What you have to do → Lay out the rows from the start through the line containing "(391, 1000)" as a two-column CSV with the headers instruction and point, giving one line per row with its text and its answer. Put each field in quotes and turn any line breaks into spaces.

Object pointing dataset rows:
------------
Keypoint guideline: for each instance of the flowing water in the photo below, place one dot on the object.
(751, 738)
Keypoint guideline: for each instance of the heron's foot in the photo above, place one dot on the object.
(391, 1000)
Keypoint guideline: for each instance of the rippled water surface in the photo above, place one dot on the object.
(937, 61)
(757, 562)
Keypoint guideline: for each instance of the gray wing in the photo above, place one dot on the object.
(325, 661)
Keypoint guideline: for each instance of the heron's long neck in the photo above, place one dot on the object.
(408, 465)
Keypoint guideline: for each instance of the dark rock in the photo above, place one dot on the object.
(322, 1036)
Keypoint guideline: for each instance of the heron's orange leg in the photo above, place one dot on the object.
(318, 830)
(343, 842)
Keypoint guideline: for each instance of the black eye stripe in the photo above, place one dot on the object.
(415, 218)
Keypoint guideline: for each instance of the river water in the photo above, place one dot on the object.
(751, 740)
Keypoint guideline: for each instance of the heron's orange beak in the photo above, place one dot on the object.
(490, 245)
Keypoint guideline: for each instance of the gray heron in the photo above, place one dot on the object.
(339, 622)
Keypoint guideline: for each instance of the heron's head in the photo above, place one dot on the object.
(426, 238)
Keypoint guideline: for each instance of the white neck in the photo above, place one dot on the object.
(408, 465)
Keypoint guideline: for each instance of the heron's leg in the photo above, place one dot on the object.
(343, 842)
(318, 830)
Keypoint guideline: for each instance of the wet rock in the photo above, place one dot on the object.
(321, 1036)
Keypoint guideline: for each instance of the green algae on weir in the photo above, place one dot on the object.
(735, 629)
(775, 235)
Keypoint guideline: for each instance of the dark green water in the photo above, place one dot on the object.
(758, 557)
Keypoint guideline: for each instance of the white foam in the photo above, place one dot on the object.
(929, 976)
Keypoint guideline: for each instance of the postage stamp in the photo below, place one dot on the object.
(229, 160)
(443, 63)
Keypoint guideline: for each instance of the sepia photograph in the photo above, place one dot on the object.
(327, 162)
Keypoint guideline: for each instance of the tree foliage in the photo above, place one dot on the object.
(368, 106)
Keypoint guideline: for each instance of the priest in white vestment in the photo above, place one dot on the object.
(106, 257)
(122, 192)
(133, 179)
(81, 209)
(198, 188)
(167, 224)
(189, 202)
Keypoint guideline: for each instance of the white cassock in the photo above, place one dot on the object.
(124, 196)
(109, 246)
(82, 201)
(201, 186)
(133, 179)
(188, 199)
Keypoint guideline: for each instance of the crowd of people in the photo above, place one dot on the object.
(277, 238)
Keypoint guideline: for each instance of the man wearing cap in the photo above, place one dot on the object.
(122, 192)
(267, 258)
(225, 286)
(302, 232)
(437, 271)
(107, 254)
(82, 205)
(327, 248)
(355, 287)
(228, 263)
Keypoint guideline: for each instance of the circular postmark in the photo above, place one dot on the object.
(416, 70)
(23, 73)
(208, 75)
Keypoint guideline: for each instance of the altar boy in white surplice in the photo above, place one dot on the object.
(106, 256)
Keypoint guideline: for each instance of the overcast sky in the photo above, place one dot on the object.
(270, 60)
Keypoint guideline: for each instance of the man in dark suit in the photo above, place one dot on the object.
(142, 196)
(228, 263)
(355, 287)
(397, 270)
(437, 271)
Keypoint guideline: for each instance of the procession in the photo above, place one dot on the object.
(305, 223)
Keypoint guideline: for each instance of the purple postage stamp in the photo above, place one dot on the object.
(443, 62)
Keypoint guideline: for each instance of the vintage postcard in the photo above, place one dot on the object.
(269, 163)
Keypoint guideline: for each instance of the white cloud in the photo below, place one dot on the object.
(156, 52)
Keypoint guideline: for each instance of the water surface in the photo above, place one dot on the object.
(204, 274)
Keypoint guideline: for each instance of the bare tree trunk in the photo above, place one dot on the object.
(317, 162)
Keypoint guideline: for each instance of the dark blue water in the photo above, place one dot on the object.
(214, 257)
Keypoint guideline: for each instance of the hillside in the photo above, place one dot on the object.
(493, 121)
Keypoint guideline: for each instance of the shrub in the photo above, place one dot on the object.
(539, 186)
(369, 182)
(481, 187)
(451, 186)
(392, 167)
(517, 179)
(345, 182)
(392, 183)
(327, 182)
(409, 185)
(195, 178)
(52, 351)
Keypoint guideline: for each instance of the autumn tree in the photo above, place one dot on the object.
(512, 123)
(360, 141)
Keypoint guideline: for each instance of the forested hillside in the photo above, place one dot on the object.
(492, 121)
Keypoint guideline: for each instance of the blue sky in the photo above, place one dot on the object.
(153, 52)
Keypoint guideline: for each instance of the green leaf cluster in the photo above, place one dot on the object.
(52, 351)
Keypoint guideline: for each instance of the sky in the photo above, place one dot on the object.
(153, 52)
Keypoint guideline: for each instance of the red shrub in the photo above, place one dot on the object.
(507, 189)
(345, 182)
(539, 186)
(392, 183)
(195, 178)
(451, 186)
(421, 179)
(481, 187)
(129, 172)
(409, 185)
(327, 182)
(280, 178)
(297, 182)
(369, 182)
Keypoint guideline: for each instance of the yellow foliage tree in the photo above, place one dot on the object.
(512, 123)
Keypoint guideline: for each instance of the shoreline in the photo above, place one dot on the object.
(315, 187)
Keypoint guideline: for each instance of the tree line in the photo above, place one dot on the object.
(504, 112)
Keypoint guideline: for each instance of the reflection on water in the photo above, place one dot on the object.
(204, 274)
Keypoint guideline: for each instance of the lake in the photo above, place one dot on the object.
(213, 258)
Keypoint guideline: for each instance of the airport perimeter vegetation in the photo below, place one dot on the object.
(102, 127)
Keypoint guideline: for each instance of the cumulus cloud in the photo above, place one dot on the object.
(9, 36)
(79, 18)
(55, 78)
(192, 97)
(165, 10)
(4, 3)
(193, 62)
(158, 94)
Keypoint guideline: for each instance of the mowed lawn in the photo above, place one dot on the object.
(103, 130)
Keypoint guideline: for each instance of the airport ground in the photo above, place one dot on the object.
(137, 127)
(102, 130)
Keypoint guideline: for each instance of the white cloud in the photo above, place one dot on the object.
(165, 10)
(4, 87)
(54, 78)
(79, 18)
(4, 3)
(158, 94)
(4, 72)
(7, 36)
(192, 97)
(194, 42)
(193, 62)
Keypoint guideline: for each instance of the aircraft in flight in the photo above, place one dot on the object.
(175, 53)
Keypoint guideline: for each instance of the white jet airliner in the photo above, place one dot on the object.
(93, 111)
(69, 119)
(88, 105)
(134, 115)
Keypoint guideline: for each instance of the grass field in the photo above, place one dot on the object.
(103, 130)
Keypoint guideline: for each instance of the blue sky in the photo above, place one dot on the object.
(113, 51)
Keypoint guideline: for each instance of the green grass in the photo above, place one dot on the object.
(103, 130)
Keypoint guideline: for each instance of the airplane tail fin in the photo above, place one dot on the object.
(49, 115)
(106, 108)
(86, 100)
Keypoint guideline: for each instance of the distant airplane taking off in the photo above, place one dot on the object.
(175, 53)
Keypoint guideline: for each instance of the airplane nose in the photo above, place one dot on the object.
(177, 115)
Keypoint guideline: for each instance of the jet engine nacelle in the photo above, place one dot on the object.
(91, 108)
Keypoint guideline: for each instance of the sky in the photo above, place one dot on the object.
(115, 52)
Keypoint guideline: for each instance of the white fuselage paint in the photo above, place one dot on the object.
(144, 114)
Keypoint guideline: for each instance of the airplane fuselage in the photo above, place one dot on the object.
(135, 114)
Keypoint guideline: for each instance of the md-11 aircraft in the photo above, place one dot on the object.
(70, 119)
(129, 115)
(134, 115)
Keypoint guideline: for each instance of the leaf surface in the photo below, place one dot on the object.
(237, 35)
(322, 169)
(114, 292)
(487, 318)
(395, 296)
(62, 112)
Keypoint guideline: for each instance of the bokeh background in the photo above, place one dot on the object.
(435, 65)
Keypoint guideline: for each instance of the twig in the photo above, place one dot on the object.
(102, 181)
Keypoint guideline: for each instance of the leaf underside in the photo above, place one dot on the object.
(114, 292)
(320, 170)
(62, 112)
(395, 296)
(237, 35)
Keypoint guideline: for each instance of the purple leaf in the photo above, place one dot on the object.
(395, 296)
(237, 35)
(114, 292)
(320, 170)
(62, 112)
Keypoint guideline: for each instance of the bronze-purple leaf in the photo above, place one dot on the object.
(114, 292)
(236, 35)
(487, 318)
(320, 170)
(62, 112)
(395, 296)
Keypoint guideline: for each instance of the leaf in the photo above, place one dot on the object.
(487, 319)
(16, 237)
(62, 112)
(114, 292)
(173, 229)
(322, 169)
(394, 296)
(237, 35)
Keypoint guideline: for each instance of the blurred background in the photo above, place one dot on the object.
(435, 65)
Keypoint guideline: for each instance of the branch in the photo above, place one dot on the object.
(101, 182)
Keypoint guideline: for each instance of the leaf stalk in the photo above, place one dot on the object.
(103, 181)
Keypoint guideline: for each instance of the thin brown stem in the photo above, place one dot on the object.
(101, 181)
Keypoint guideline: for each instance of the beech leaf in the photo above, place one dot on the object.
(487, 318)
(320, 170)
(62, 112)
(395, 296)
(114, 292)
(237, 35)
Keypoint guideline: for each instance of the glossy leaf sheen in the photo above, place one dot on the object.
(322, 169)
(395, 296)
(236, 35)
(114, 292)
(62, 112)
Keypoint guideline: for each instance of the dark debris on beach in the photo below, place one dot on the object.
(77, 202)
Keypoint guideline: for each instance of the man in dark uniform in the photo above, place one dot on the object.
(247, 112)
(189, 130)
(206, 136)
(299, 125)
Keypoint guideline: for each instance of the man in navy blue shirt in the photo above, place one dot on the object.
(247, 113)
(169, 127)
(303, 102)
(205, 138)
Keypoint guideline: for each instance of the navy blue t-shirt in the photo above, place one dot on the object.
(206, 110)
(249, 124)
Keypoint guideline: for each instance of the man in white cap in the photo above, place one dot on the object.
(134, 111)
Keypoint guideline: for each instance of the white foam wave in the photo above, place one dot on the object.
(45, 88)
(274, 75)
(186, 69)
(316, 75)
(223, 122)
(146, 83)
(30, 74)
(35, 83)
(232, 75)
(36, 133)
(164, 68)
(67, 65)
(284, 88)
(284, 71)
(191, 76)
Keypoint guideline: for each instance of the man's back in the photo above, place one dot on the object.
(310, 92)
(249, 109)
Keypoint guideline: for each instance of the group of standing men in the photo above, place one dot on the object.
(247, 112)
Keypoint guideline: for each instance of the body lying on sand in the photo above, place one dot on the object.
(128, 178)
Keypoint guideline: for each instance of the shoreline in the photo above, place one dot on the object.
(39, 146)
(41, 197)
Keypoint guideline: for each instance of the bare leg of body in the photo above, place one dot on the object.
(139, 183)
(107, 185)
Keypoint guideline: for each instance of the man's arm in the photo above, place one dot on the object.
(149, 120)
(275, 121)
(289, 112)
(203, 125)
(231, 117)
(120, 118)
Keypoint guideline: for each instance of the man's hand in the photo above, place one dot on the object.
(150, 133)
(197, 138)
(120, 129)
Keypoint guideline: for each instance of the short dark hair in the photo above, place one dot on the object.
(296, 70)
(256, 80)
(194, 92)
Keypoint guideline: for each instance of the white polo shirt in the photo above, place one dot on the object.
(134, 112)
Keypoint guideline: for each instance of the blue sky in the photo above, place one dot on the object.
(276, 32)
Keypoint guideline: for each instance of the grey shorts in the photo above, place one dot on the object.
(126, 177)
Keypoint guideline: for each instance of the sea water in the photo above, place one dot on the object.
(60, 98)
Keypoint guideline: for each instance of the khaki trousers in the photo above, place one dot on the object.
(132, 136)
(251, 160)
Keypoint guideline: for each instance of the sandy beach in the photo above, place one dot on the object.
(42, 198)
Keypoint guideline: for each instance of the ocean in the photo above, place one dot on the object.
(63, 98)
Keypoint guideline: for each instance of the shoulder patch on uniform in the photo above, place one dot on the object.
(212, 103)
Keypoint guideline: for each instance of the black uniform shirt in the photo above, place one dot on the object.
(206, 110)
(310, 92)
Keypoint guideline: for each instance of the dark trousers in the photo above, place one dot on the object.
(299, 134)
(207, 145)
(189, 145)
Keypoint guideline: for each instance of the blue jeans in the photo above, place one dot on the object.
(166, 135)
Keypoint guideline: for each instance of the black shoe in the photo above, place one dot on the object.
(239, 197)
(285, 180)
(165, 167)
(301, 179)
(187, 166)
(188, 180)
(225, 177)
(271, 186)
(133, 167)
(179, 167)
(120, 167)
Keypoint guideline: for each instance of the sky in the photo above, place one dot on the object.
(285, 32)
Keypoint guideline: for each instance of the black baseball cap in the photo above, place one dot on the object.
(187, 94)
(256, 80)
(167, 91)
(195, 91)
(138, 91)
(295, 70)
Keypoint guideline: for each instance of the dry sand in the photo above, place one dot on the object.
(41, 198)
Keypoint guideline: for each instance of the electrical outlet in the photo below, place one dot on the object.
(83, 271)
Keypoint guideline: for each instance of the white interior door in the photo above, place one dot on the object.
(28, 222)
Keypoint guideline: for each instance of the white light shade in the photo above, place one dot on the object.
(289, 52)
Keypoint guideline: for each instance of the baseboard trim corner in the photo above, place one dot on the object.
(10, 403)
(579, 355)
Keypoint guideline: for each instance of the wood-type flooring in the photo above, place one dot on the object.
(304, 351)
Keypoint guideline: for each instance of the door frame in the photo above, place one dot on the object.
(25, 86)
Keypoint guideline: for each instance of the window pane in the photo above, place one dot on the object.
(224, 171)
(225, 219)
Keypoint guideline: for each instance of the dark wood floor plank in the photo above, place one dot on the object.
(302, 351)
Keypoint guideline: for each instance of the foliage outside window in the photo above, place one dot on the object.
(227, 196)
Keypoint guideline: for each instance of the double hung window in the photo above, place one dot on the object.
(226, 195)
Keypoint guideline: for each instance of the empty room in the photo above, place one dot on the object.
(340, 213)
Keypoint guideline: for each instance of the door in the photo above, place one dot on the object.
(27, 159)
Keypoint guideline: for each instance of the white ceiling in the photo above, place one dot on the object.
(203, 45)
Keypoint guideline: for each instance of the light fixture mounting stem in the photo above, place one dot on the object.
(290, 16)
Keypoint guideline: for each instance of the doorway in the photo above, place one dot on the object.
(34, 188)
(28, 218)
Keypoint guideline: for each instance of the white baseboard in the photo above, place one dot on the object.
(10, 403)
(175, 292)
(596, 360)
------------
Written response →
instruction,point
"Keypoint guideline: for each instance of the flowing water in the photo below, place one dot on the object.","(751, 738)"
"Keypoint guideline: for each instance of the heron's foot in the photo above, place one dot on the object.","(391, 1000)"